Location annotation dataset excerpts:
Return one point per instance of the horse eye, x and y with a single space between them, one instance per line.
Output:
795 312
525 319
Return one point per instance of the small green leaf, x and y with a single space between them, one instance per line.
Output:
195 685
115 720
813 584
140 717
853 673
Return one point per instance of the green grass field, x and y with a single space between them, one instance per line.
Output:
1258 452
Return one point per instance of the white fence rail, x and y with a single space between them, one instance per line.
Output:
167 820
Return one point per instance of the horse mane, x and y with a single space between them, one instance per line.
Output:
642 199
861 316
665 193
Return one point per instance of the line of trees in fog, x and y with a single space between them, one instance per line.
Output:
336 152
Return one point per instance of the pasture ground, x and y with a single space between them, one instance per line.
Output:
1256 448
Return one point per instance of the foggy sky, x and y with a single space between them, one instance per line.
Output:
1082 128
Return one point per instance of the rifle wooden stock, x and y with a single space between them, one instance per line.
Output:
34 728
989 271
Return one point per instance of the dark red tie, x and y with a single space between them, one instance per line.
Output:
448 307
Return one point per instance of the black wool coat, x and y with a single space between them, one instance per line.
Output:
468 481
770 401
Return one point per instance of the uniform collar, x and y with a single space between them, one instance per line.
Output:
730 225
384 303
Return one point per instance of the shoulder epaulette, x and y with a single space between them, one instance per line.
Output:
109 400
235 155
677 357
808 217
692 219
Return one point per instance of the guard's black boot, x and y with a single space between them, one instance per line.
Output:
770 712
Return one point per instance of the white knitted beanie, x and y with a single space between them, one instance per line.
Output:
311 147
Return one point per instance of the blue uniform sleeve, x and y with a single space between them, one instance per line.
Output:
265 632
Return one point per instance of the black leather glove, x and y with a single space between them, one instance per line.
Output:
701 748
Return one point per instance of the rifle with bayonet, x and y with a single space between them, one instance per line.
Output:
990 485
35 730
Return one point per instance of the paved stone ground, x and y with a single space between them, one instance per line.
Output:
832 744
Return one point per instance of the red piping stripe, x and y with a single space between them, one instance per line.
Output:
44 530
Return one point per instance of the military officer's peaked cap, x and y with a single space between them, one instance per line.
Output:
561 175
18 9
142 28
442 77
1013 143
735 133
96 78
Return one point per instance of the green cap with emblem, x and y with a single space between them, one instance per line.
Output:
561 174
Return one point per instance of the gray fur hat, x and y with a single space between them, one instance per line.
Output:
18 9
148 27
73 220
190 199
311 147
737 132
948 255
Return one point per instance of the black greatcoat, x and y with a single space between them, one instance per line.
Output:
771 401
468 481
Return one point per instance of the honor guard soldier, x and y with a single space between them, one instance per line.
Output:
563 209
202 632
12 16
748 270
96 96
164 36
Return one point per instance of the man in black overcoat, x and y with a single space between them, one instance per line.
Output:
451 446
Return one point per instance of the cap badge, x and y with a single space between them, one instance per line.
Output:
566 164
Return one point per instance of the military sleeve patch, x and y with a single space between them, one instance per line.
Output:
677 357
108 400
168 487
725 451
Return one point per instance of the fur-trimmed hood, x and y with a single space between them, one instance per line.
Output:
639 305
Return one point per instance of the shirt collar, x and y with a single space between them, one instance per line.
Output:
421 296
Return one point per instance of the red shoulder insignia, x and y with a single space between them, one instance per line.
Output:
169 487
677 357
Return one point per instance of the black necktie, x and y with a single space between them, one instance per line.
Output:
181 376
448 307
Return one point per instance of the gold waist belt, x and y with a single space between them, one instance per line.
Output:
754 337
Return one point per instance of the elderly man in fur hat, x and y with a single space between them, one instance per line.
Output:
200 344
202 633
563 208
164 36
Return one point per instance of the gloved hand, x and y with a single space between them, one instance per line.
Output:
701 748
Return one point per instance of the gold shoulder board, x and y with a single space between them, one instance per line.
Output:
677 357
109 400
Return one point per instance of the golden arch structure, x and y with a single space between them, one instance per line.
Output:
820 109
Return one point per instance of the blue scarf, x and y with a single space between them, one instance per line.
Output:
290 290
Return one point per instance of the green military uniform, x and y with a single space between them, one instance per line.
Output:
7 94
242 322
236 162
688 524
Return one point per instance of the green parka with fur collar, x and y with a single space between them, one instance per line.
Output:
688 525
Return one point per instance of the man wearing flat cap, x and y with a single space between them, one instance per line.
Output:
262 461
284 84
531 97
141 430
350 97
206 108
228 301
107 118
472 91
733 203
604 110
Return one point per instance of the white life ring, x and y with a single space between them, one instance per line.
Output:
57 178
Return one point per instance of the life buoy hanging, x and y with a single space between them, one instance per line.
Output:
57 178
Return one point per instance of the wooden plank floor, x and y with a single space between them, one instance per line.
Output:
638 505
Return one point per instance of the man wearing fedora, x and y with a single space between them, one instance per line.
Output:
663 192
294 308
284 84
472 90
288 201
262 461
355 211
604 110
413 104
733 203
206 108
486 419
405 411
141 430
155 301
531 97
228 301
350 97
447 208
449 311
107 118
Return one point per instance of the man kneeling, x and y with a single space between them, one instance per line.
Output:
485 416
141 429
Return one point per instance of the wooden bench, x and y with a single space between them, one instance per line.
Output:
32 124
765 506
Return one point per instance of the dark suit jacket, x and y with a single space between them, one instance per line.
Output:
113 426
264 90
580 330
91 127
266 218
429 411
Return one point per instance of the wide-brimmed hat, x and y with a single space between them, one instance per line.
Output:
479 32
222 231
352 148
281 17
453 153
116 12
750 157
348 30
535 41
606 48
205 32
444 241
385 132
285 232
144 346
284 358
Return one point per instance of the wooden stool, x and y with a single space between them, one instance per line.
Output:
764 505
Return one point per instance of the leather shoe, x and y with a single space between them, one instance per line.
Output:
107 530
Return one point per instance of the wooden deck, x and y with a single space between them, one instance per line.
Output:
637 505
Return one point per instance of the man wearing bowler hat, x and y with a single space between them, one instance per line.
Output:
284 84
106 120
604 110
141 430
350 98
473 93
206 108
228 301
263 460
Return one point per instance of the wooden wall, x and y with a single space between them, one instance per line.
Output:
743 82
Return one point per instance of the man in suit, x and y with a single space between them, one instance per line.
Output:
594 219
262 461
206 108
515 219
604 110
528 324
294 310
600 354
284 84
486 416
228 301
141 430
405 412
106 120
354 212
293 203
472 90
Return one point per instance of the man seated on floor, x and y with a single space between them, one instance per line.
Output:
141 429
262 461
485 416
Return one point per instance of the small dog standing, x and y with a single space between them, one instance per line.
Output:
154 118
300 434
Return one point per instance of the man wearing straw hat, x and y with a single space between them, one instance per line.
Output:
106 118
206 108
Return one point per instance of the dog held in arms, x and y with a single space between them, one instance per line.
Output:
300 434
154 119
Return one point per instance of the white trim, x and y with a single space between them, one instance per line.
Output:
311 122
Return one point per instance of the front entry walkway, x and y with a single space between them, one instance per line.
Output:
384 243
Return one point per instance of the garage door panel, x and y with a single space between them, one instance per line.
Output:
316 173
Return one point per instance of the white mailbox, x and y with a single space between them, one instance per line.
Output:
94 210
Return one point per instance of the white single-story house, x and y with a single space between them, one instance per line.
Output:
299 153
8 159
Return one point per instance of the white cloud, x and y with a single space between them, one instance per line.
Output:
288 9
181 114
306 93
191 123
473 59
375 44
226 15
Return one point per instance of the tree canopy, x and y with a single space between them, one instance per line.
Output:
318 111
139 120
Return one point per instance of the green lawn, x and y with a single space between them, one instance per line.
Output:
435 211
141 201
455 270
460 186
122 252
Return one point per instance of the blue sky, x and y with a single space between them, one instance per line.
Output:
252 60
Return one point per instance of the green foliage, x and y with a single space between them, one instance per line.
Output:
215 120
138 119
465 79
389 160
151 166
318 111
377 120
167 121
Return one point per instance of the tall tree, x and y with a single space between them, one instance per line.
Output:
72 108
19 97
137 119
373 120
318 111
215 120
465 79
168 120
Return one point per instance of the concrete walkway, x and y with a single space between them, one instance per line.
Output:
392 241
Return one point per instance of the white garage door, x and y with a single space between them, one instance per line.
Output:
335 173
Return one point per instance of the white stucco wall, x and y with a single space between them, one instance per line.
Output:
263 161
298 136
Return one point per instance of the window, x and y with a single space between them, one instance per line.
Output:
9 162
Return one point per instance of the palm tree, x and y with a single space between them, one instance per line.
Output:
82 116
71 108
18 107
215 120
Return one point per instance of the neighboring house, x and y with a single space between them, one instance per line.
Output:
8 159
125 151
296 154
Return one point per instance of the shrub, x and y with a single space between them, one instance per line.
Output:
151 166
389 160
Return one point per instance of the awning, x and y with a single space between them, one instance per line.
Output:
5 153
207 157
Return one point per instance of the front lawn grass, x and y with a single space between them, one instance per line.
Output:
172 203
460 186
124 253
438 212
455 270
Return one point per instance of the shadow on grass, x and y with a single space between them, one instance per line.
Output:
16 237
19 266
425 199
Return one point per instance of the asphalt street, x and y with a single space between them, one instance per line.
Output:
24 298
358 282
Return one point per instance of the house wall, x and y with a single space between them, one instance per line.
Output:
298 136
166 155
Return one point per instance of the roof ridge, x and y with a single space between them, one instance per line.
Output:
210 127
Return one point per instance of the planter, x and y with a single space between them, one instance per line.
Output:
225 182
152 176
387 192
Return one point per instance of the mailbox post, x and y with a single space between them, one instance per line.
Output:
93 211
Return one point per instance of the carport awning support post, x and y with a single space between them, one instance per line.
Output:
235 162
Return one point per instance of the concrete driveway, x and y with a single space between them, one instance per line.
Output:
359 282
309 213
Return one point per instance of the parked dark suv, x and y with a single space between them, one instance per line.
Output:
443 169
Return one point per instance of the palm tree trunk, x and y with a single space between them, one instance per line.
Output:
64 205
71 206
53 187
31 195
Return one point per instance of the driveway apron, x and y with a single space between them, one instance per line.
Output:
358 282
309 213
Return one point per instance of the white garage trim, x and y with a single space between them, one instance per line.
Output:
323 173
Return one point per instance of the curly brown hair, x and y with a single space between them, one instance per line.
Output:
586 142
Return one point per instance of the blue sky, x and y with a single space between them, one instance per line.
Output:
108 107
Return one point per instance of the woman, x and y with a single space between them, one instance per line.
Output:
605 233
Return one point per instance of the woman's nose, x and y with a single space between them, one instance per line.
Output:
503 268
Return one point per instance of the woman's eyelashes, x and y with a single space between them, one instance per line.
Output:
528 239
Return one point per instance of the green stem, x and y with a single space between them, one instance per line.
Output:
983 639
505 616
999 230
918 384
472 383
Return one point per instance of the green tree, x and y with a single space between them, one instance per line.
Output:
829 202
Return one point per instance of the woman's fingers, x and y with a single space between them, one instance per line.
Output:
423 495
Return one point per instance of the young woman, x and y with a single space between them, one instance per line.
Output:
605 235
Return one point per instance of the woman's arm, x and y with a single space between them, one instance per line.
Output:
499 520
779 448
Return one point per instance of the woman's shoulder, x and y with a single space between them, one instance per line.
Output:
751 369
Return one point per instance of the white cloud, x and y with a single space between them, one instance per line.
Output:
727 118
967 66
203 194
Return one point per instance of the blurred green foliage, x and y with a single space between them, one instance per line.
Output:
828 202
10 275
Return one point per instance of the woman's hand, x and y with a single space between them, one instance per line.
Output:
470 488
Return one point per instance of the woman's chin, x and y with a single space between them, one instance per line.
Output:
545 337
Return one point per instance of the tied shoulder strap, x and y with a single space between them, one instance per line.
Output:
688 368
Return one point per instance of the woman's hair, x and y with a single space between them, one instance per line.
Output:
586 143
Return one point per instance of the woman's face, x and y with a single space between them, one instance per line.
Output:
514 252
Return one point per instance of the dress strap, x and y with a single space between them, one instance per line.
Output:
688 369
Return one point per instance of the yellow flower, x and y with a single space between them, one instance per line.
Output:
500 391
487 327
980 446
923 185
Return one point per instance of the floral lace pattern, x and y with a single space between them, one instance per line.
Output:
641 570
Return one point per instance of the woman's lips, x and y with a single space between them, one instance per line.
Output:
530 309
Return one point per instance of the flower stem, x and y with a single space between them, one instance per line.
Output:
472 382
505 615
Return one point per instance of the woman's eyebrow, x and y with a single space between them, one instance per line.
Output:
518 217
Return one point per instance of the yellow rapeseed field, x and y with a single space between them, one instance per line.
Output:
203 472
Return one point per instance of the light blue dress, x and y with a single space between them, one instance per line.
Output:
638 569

_Challenge:_
Take every line from the one containing "Return one point per instance of the tied" to the end of the listing and output it exactly, with nothing else.

_Answer to this task:_
Return one point per instance of the tied shoulder strap, x and y with a single space between them, one instance per line.
Output:
688 368
Return one point per instance of the woman's hair, x and y with a single space between them, one instance per line.
Output:
586 143
Return one point per instance of the woman's face, x and y with a single space between them, one instance per line.
Output:
514 252
Return one point per instance of the dress strap, x and y with a single space between them, one instance per line.
Output:
688 369
Return one point per instance of the yellow flower, x and y with a single space between them, one instance per line.
Output:
500 391
487 327
980 446
923 185
Return one point per instance of the floral lace pattern, x and y with a single space between them, one instance per line.
Output:
641 570
Return one point per instance of the woman's lips, x and y with a single space between them, one instance per line.
Output:
530 309
Return one point per instance of the flower stem, x and y with a single space between them, one instance per line.
Output:
472 382
505 615
Return one point per instance of the woman's eyebrow, x and y with a single space between them, one instance per line.
Output:
518 217
Return one point per instance of the yellow rapeseed field, x and y with a single space between them, one instance per line.
Output:
203 472
Return one point per instance of the light blue dress, x and y with a single space between them, one instance per line.
Output:
638 569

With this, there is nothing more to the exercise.